Exercise task A: Retype the dataset rows character for character, starting at their first line and continuing through the line that contains "[[[25,17],[26,6],[15,0],[0,0],[0,25],[11,25]]]", with both ends included.

REVIEW: Jethro Tull – Thick As A Brick (1972, 50th Anniversary remixed, cut 1/2 speed vinyl edition)

Thanks to Aaron of the KMA for sending this record for my 50th birthday!  50th anniversary edition for my 50th trip around the sun.


JETHRO TULL – Thick As A Brick (Originally 1972, 50th Anniversary Chrysalis Steven Wilson remix, cut 1/2 speed vinyl edition)

This review is focused on the remix and packaging of the 50th anniversary edition.  For a more music-focused analysis, read our 25th Anniversary CD review.  That CD came out in 1997.  How does that make you feel?  Here we are on the 50th anniversary of this great album already.

Even those who dislike remixes often approve of those done by Steven Wilson.  In 2012, for Thick As A Brick‘s 40th anniversary, Wilson created new stereo and 5.1 mixes for the album.  Such remixes work best when you play the album and can’t quite tell exactly what has changed.  Such is the case for Thick As A Brick.  The bass sounds deeper and the album sounds bigger.  You may notice musical elements you didn’t pick up on before, but the remix was clearly done with respect and never deviates too far from what you know.

The 5.1 remix is scheduled for a reissue in the fall, as even the 40th anniversary edition will get a reprint after nearly a decade out of print.

This vinyl LP was cut at 1/2 speed at AIR Studios.  According to the front sticker, this was performed on “a fully customized Neumann VMS80 lathe with fully recapped electronics”.  According to the same sticker, the 1/2 speed cutting allows better recreation of high frequencies.  I probably can’t hear them anyway, but in short:  the record sounds amazing!  The nuances of the flute, the organ, the acoustics…all here.  All thick as a brick!  Punchy.  More three-dimensional.  Because everything is so clear and in your face, this is my preferred way to listen to Thick As A Brick.  There is no struggling to hear any of the parts.  It’s all there, with good separation too.

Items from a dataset
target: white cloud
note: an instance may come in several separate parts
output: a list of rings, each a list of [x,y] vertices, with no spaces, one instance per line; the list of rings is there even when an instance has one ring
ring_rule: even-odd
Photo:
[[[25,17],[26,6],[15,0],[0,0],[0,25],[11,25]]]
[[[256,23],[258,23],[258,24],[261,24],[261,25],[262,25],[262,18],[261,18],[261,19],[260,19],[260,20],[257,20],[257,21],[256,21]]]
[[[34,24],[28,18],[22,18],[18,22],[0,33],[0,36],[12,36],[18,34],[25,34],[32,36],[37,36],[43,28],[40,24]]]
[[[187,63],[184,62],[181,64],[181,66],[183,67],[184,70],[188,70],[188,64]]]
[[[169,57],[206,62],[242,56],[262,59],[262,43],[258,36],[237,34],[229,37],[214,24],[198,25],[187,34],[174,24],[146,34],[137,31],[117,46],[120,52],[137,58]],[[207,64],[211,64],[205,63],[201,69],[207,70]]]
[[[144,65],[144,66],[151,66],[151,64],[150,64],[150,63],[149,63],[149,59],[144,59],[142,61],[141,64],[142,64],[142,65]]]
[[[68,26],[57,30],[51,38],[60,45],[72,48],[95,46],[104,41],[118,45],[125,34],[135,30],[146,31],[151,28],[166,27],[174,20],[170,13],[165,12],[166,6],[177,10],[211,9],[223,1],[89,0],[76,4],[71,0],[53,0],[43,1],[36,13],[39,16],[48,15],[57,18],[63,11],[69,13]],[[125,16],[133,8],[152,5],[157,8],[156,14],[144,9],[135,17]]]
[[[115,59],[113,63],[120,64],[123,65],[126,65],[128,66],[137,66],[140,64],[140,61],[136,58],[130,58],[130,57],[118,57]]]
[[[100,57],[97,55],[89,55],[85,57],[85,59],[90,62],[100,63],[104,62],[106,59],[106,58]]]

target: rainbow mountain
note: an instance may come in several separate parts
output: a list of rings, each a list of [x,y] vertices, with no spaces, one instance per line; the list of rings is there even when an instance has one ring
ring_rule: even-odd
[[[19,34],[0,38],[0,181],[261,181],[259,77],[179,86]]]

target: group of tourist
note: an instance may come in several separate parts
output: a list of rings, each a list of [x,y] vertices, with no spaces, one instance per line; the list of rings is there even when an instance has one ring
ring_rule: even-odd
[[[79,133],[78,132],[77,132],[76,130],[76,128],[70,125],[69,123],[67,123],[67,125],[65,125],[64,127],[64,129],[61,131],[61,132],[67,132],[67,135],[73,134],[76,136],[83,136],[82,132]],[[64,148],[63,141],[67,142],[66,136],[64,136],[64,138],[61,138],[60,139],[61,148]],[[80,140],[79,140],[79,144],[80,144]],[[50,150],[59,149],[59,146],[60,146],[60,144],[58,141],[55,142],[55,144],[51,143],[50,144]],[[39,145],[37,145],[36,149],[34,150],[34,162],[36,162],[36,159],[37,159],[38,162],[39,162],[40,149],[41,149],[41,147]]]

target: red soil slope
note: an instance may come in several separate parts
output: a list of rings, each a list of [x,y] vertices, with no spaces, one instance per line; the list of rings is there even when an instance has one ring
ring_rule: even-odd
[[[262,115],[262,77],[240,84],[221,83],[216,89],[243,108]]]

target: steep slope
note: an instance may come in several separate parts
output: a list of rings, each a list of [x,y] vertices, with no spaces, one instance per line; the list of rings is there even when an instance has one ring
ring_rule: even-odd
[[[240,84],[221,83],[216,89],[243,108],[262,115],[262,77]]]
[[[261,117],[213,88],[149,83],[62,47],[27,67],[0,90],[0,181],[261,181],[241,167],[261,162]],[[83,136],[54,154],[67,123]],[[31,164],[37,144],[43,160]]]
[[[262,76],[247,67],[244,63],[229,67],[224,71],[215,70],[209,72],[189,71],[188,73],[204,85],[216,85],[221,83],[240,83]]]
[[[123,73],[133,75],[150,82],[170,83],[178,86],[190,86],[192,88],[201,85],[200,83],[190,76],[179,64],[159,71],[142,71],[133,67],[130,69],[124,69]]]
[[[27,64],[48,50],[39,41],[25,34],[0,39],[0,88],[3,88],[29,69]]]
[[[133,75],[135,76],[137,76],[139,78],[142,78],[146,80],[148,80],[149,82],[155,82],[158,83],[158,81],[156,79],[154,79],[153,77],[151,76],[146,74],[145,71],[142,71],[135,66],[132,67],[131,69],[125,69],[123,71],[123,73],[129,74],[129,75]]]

Exercise task B: Echo the entire Thick As A Brick review back word for word.

Right answer A:
target: white cloud
note: an instance may come in several separate parts
output: a list of rings, each a list of [x,y] vertices, with no spaces, one instance per line; the list of rings is there even when an instance has one ring
ring_rule: even-odd
Photo:
[[[25,17],[26,6],[15,0],[0,0],[0,25],[11,25]]]

Right answer B:
REVIEW: Jethro Tull – Thick As A Brick (1972, 50th Anniversary remixed, cut 1/2 speed vinyl edition)

Thanks to Aaron of the KMA for sending this record for my 50th birthday!  50th anniversary edition for my 50th trip around the sun.


JETHRO TULL – Thick As A Brick (Originally 1972, 50th Anniversary Chrysalis Steven Wilson remix, cut 1/2 speed vinyl edition)

This review is focused on the remix and packaging of the 50th anniversary edition.  For a more music-focused analysis, read our 25th Anniversary CD review.  That CD came out in 1997.  How does that make you feel?  Here we are on the 50th anniversary of this great album already.

Even those who dislike remixes often approve of those done by Steven Wilson.  In 2012, for Thick As A Brick‘s 40th anniversary, Wilson created new stereo and 5.1 mixes for the album.  Such remixes work best when you play the album and can’t quite tell exactly what has changed.  Such is the case for Thick As A Brick.  The bass sounds deeper and the album sounds bigger.  You may notice musical elements you didn’t pick up on before, but the remix was clearly done with respect and never deviates too far from what you know.

The 5.1 remix is scheduled for a reissue in the fall, as even the 40th anniversary edition will get a reprint after nearly a decade out of print.

This vinyl LP was cut at 1/2 speed at AIR Studios.  According to the front sticker, this was performed on “a fully customized Neumann VMS80 lathe with fully recapped electronics”.  According to the same sticker, the 1/2 speed cutting allows better recreation of high frequencies.  I probably can’t hear them anyway, but in short:  the record sounds amazing!  The nuances of the flute, the organ, the acoustics…all here.  All thick as a brick!  Punchy.  More three-dimensional.  Because everything is so clear and in your face, this is my preferred way to listen to Thick As A Brick.  There is no struggling to hear any of the parts.  It’s all there, with good separation too.